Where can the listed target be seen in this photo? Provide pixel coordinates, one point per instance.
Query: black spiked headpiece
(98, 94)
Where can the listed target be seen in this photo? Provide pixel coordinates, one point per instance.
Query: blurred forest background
****
* INSTRUCTIONS FOR THE TASK *
Output all of the listing exactly as written.

* ANSWER BOX *
Where can the listed target be seen in this photo? Provide pixel coordinates, one point per instance.
Query: black spiked headpiece
(98, 94)
Where can the listed target be seen in this photo? Provide pixel coordinates, one point per instance.
Query: blurred forest background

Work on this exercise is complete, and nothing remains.